=== Passage to read ===

Andy Warhol's Possession Obsession ; Andy Warhol - Artist, Collector of Oddities, and Symbol of All Things Pop - Still Fascinates Us
Margolis, Lynne, The Christian Science Monitor
He died 15 years ago, but the man who promised everyone 15 minutes of fame is far from running down the clock on his own.
In fact, with an entire museum in Pittsburgh devoted to his work, plus exhibitions traveling worldwide, jaw-dropping sale prices for his artworks, and even an upcoming United States postage stamp, Andy Warhol - artist, collector, and the original king of all media, aka the "pope of pop" art and culture - is more famous than ever.
Two big Warhol events happened this month alone: The Andy Warhol Museum opened a major exhibition titled "Possession Obsession: Objects from Andy Warhol's Personal Collection." And Phaidon Press released the first hefty volume of a six-volume, $250-per-copy "Andy Warhol Catalogue Raisonne" that scrutinizes his entire output (Vol. 1 covers only paintings and sculpture from 1961 to '63). Next month, the "Possession Obsession" exhibition book will be published.
London's Tate Modern museum is featuring a large Warhol retrospective that originated at the New National Gallery in Berlin. It will travel to the Los Angeles Museum of Contemporary Art in May. Last year alone, the Warhol museum handled 39 traveling exhibitions and loans. And it has licensed numerous products like dishes, sheets, and wallpaper featuring the kitsch king's white-wigged image. The museum's own shop also offers hundreds of objects that celebrate his life and creativity. (The most popular item: a fridge magnet with his face and the words "Your 15 minutes are up.")
His art still sells for record amounts. Last June, Sotheby's auction house moved an acrylic and silkscreen print, "Little Electric Chair," for $2.3 million - four times its estimated value.
Bob Dylan must have kicked himself a few times over his decision in the '60s to trade Warhol's gift to him of a huge double Elvis image for a couch. At the time, of course, neither Dylan nor Warhol had an inkling that they'd both become enduring pop-culture icons.
The reason Warhol is still important, says Andy Warhol Museum director Tom Sokolowski, "is that he was a pretty good artist. But his greatness was in knowing which way the world was spinning and its trajectory.... He was an incredible barometer of where the world stood."

=== Data records ===

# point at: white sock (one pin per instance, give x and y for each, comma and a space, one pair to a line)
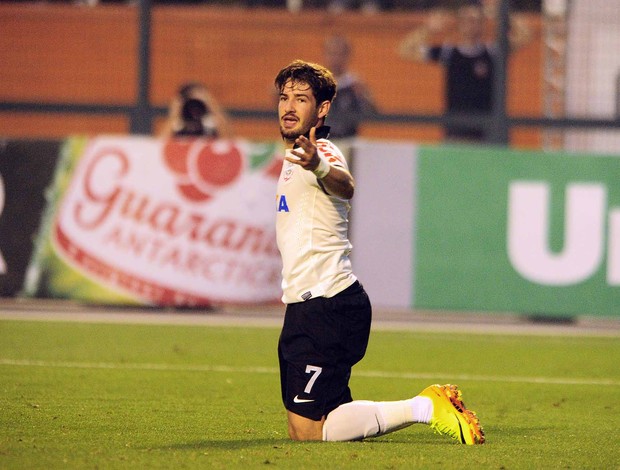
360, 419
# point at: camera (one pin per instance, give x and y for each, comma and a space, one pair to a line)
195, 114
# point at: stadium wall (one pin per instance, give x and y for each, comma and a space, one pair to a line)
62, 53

===
=== Data records ===

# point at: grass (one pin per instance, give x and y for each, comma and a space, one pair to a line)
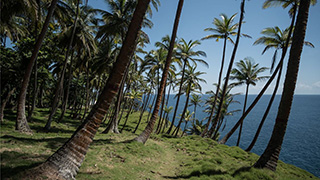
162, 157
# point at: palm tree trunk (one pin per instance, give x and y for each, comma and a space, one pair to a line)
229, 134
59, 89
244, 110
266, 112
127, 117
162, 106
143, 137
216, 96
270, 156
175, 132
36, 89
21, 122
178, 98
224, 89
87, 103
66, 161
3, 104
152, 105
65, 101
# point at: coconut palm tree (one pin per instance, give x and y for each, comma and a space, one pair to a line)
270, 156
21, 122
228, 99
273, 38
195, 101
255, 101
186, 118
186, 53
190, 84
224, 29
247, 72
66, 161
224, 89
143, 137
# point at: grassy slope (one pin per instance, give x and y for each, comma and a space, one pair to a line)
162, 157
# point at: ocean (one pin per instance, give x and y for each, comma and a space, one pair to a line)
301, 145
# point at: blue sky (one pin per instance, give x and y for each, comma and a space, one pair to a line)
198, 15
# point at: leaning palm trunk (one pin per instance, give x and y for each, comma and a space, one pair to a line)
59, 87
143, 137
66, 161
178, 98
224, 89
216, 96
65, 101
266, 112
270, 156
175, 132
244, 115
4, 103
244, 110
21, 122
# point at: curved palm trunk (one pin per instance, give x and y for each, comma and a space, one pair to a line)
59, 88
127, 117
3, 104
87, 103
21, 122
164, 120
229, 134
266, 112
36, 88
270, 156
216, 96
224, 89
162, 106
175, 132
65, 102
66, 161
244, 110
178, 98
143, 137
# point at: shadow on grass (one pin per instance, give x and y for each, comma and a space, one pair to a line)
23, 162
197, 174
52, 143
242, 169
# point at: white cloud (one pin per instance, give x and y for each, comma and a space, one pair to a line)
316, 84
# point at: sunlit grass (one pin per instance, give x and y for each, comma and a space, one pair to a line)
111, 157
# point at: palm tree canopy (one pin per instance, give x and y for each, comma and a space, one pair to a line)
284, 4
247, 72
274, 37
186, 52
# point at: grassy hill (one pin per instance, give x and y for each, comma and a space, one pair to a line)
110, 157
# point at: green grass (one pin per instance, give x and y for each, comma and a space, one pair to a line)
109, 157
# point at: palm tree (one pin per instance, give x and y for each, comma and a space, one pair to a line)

===
=== Data records ===

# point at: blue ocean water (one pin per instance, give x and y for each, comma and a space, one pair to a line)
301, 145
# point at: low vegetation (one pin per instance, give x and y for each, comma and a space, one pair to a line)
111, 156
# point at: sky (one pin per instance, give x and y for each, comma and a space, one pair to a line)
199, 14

===

Exercise objective: Reproduce the part of the Andy Warhol article above that begins at the words "Andy Warhol's Possession" and stops after the words "famous than ever.".

Exercise solution:
Andy Warhol's Possession Obsession ; Andy Warhol - Artist, Collector of Oddities, and Symbol of All Things Pop - Still Fascinates Us
Margolis, Lynne, The Christian Science Monitor
He died 15 years ago, but the man who promised everyone 15 minutes of fame is far from running down the clock on his own.
In fact, with an entire museum in Pittsburgh devoted to his work, plus exhibitions traveling worldwide, jaw-dropping sale prices for his artworks, and even an upcoming United States postage stamp, Andy Warhol - artist, collector, and the original king of all media, aka the "pope of pop" art and culture - is more famous than ever.